● **STATED EXERCISE**
What follows is a set of entries. Repeat them exactly, but not their pictures.

Stored items
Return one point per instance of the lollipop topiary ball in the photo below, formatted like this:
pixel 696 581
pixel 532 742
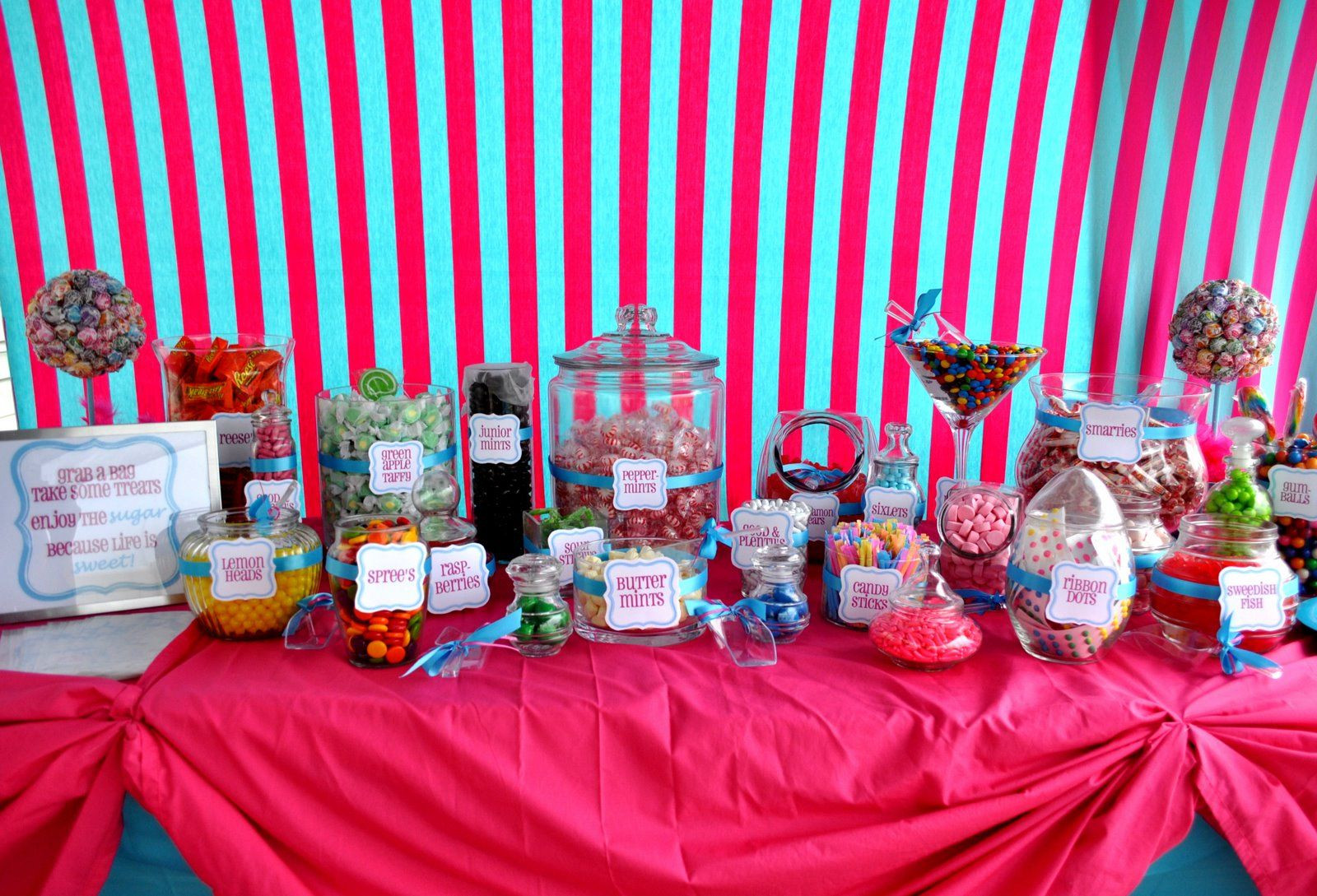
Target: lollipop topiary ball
pixel 85 323
pixel 1222 331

● **ANSWER TO THE TASK**
Return one point per instance of the lollipop topiary ball in the photo below, formatted like this:
pixel 696 581
pixel 532 742
Target: lollipop topiary ball
pixel 85 323
pixel 1222 331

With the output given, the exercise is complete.